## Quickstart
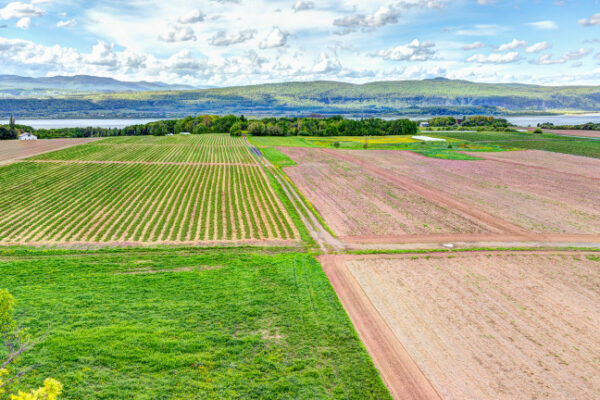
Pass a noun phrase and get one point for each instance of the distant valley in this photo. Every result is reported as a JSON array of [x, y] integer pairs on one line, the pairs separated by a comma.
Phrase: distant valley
[[83, 96]]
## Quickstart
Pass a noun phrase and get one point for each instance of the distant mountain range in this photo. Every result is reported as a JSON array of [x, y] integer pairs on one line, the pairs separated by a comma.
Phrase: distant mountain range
[[19, 86], [394, 98]]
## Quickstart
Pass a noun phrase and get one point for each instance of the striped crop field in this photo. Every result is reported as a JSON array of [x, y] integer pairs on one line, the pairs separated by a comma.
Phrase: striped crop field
[[174, 190], [159, 149]]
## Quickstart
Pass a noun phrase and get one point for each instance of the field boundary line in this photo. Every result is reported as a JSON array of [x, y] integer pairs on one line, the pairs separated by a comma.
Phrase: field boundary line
[[539, 237], [183, 163], [401, 374]]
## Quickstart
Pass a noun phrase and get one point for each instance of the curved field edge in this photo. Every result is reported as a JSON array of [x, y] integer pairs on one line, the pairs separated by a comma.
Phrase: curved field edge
[[281, 160], [174, 324]]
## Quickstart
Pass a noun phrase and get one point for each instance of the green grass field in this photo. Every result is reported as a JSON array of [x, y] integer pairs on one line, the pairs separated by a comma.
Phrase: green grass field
[[213, 149], [187, 324], [102, 194], [479, 141]]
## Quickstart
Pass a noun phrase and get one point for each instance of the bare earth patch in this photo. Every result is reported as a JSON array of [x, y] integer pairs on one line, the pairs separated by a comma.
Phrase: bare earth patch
[[488, 325], [533, 191], [12, 150], [151, 271], [357, 203]]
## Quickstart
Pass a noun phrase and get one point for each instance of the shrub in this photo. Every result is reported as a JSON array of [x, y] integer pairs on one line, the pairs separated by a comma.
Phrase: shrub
[[14, 342]]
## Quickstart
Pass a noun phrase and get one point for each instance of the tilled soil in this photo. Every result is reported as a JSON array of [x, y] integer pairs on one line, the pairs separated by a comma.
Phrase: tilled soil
[[18, 149], [489, 325], [529, 191], [355, 202]]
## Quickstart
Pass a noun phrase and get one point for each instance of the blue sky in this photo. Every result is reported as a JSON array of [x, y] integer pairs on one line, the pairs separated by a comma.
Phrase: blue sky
[[238, 42]]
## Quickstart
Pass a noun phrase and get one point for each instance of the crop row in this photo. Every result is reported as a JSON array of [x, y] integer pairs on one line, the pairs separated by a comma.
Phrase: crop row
[[187, 149], [113, 203]]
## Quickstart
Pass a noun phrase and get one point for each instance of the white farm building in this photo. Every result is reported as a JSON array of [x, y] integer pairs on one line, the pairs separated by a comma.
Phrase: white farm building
[[27, 136]]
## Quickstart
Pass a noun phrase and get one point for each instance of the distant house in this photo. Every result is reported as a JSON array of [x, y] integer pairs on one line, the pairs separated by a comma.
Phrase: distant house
[[27, 136]]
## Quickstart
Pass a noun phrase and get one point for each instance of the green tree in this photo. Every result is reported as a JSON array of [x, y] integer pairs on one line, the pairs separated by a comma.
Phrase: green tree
[[236, 129], [14, 341]]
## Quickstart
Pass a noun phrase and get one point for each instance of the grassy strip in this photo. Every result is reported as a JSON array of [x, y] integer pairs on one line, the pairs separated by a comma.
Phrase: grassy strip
[[276, 157], [221, 324], [291, 210], [547, 142], [308, 204]]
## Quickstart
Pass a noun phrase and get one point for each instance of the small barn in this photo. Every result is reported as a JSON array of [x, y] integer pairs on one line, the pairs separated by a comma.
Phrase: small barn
[[27, 136]]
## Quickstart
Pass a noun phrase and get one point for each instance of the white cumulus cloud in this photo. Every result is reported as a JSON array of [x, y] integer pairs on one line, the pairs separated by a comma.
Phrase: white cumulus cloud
[[413, 51], [24, 23], [277, 38], [66, 24], [546, 25], [177, 33], [223, 38], [20, 10], [495, 58], [515, 44], [192, 17], [594, 20], [537, 47]]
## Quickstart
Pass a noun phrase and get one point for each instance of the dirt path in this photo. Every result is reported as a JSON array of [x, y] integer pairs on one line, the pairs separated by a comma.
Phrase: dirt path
[[400, 373], [474, 238], [324, 239], [437, 197]]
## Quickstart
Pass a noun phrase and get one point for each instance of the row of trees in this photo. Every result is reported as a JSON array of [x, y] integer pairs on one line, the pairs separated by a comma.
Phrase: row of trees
[[333, 126], [590, 126], [472, 121], [9, 131]]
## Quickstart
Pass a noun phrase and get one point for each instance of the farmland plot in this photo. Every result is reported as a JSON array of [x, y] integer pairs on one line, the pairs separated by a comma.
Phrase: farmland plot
[[533, 192], [17, 149], [212, 149], [492, 325], [356, 203], [106, 201]]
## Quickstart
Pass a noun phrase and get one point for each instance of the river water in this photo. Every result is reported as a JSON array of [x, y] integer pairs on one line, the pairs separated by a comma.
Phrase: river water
[[121, 123]]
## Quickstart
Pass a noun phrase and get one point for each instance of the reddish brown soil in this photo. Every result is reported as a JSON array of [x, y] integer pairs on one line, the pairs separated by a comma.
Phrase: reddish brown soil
[[536, 197], [400, 373], [479, 325], [355, 202], [543, 160], [11, 150], [571, 132]]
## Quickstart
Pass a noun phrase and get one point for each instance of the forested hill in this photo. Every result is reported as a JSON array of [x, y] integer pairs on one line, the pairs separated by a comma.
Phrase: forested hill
[[21, 86], [431, 97]]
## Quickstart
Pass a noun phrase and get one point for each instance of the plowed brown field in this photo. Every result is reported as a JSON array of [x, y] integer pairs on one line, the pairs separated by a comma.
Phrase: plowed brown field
[[534, 191], [11, 150], [482, 325], [356, 203]]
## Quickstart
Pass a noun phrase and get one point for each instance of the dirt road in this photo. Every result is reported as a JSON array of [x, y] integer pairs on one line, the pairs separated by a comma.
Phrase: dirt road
[[400, 373]]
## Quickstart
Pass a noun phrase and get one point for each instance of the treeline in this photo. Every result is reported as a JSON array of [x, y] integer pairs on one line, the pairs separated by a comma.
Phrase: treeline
[[590, 126], [478, 122], [332, 126]]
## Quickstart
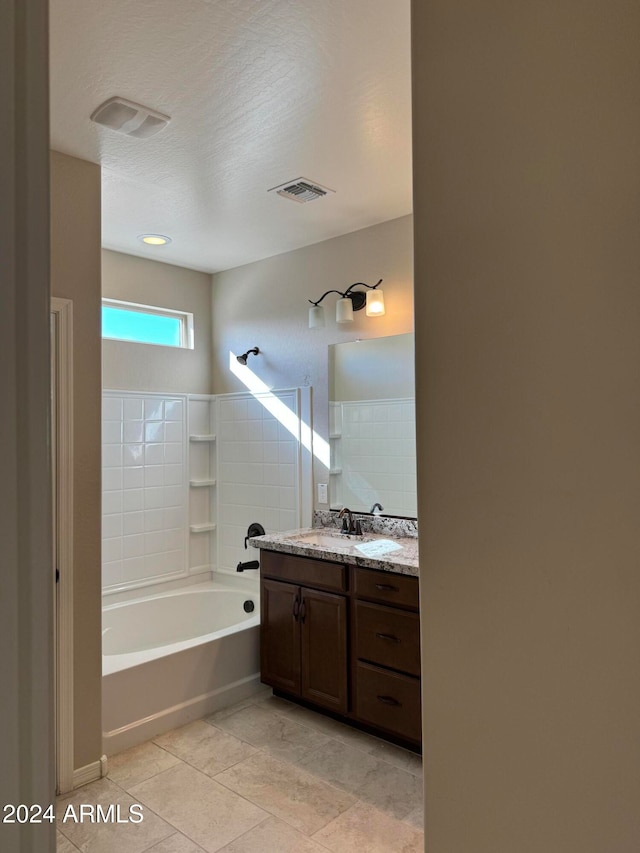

________________

# What you have to do
State how many lines of the data above contain the string "plot", counting a match only when its case is identical. Give the number alone.

# Answer to the problem
2